◆ **Stated problem**
Express each line of all the items below as a JSON list of strings, one string per line, and leave out any blank lines.

Records excerpted from a collection

---+---

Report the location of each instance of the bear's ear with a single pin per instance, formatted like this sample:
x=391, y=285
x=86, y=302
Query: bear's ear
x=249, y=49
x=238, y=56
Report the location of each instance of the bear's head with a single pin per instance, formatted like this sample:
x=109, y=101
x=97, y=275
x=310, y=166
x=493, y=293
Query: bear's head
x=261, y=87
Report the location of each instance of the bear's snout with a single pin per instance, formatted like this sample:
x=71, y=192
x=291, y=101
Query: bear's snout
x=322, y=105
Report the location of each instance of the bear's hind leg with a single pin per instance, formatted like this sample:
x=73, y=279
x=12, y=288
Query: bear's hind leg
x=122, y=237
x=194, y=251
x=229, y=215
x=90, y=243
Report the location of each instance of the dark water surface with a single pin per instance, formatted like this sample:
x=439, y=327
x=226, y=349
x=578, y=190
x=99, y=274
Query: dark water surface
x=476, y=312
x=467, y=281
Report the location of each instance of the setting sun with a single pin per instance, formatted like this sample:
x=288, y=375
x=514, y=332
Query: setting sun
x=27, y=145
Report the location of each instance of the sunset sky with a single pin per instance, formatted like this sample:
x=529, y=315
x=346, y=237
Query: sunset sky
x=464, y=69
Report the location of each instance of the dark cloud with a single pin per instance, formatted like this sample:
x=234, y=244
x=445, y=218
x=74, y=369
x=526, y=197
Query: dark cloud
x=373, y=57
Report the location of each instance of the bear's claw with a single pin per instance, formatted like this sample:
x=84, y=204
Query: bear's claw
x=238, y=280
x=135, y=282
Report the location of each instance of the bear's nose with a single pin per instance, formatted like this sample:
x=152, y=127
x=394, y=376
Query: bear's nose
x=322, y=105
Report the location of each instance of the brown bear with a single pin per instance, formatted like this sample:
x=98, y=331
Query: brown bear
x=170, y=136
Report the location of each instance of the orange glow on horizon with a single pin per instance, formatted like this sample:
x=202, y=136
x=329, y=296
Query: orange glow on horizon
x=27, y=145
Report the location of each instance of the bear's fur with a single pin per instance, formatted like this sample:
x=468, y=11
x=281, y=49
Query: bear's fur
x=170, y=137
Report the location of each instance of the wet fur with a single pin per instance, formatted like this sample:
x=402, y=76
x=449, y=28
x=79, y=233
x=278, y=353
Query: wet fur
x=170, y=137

---+---

◆ **The result**
[
  "Report the location of each instance of the bear's ear with a single pin per instance, formatted like this sample:",
  "x=391, y=285",
  "x=86, y=302",
  "Query: bear's ear",
  "x=249, y=49",
  "x=238, y=56",
  "Report the location of each instance of the bear's head with a single pin per instance, formatted like this sample:",
  "x=109, y=101",
  "x=97, y=275",
  "x=310, y=166",
  "x=493, y=293",
  "Query: bear's head",
  "x=261, y=87",
  "Report the location of each instance of the bear's snout with a single pin per instance, formatted like this sample:",
  "x=71, y=192",
  "x=291, y=101",
  "Query: bear's snout",
  "x=322, y=105",
  "Report the location of each instance of the bear's hind leg with a single pin per instance, formatted like this sample:",
  "x=73, y=279",
  "x=12, y=288",
  "Query: bear's hind leg",
  "x=122, y=237",
  "x=194, y=251",
  "x=229, y=215",
  "x=90, y=243",
  "Report the location of each instance of the dark water surface with a single pin per instance, formatted like this sample:",
  "x=439, y=327",
  "x=226, y=349",
  "x=578, y=190",
  "x=99, y=274",
  "Query: dark water surface",
  "x=476, y=312",
  "x=467, y=281",
  "Report the location of each instance of the setting sun with a single pin per instance, formatted like this sample:",
  "x=288, y=375",
  "x=514, y=332",
  "Query: setting sun",
  "x=27, y=145",
  "Report the location of each instance of the sunset sky with a single pin per instance, formatted like this sample:",
  "x=529, y=315",
  "x=346, y=237",
  "Query: sunset sky",
  "x=464, y=69",
  "Report the location of each instance of the dark cloud with a single pin per instance, formatted like this sample:",
  "x=234, y=244",
  "x=445, y=218",
  "x=74, y=369",
  "x=526, y=197",
  "Query: dark cloud",
  "x=373, y=57",
  "Report the location of each instance of the bear's claw with a single pin per instance, formatted like this sample:",
  "x=84, y=204",
  "Query: bear's claw",
  "x=238, y=280",
  "x=135, y=282",
  "Report the location of each instance of the bear's nose with a single pin per instance, formatted like this sample:",
  "x=152, y=127",
  "x=394, y=376",
  "Query: bear's nose",
  "x=322, y=105",
  "Report the location of each instance of the brown bear with a single pin per instance, formatted like this sample:",
  "x=98, y=331",
  "Query: brown bear",
  "x=170, y=136",
  "Report the location of each instance of the orange glow on horizon with a single pin per instance, formatted like this sample:",
  "x=202, y=136",
  "x=329, y=296",
  "Query: orange glow on horizon",
  "x=27, y=145",
  "Report the location of each instance of the bear's fur with a single pin per instance, formatted like this sample:",
  "x=468, y=11",
  "x=281, y=49",
  "Query: bear's fur",
  "x=170, y=137",
  "Report the location of each instance of the wet fur with a single pin per instance, formatted like this sample:",
  "x=402, y=76",
  "x=449, y=28",
  "x=79, y=233",
  "x=278, y=353",
  "Query: wet fur",
  "x=170, y=137"
]